Collection entries:
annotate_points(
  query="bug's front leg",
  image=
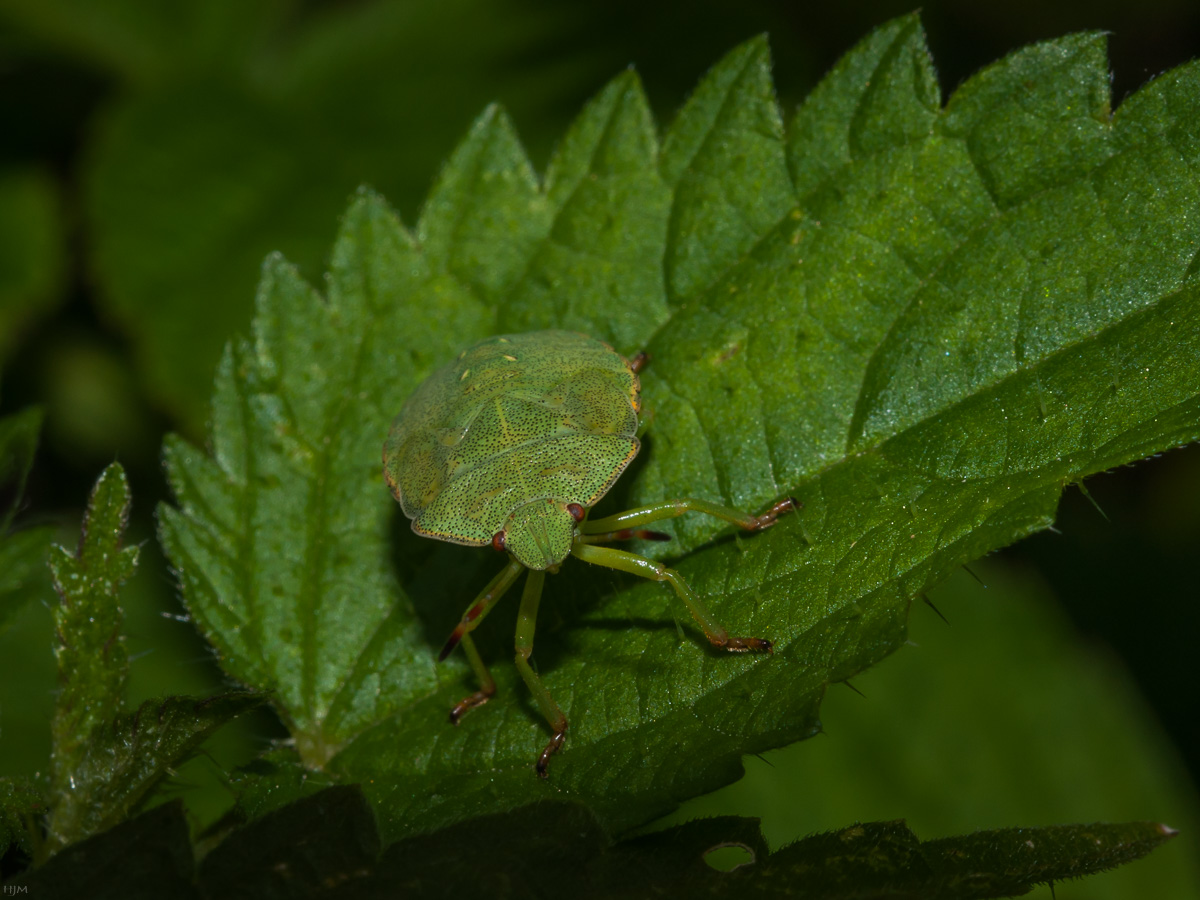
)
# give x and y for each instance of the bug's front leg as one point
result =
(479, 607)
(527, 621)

BRIEF: Whenever the word "front" shows up in a line above, copy that line.

RESPONSE AREA:
  query="bug's front leg",
# give x and y for each instance of the bug's front leg as one point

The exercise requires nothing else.